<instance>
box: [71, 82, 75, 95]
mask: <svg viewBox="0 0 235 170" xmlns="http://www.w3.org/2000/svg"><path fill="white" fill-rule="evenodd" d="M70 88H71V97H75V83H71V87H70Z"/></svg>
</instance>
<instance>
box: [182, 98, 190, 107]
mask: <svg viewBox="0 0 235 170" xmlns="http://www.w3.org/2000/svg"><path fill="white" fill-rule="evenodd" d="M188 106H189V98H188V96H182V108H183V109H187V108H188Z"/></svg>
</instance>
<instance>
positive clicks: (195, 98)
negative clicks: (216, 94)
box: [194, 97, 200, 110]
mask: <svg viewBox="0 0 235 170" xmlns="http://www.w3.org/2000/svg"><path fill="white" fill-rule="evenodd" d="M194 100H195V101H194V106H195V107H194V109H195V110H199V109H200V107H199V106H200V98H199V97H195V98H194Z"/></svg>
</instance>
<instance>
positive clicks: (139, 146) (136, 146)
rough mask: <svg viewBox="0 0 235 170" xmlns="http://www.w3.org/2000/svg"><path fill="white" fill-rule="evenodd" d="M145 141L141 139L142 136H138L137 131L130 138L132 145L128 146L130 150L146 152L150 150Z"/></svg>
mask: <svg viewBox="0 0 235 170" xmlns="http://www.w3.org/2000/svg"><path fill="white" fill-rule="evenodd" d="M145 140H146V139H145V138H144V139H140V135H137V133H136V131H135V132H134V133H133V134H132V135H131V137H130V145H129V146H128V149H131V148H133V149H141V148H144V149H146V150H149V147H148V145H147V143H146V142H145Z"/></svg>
....
To-do item:
Return each line above exactly as it appears.

Exercise answer:
<instance>
box: [71, 82, 75, 95]
mask: <svg viewBox="0 0 235 170" xmlns="http://www.w3.org/2000/svg"><path fill="white" fill-rule="evenodd" d="M70 88H71V97H75V83H71V87H70Z"/></svg>
</instance>
<instance>
box: [182, 98, 190, 107]
mask: <svg viewBox="0 0 235 170" xmlns="http://www.w3.org/2000/svg"><path fill="white" fill-rule="evenodd" d="M188 106H189V98H188V96H182V108H183V109H187V108H188Z"/></svg>
</instance>
<instance>
positive clicks: (195, 98)
negative clicks: (216, 94)
box: [194, 97, 200, 110]
mask: <svg viewBox="0 0 235 170" xmlns="http://www.w3.org/2000/svg"><path fill="white" fill-rule="evenodd" d="M194 100H195V101H194V106H195V107H194V109H195V110H199V109H200V107H199V106H200V98H199V97H195V98H194Z"/></svg>
</instance>
<instance>
positive clicks: (139, 146) (136, 146)
rough mask: <svg viewBox="0 0 235 170" xmlns="http://www.w3.org/2000/svg"><path fill="white" fill-rule="evenodd" d="M145 141L141 139L142 136H138L137 131L130 138L132 145L128 146L130 150L146 152L150 150Z"/></svg>
mask: <svg viewBox="0 0 235 170" xmlns="http://www.w3.org/2000/svg"><path fill="white" fill-rule="evenodd" d="M145 140H146V139H145V138H144V139H140V135H137V133H136V131H135V132H134V133H133V134H132V135H131V137H130V145H129V146H128V149H131V148H133V149H141V148H144V149H146V150H149V147H148V145H147V143H146V142H145Z"/></svg>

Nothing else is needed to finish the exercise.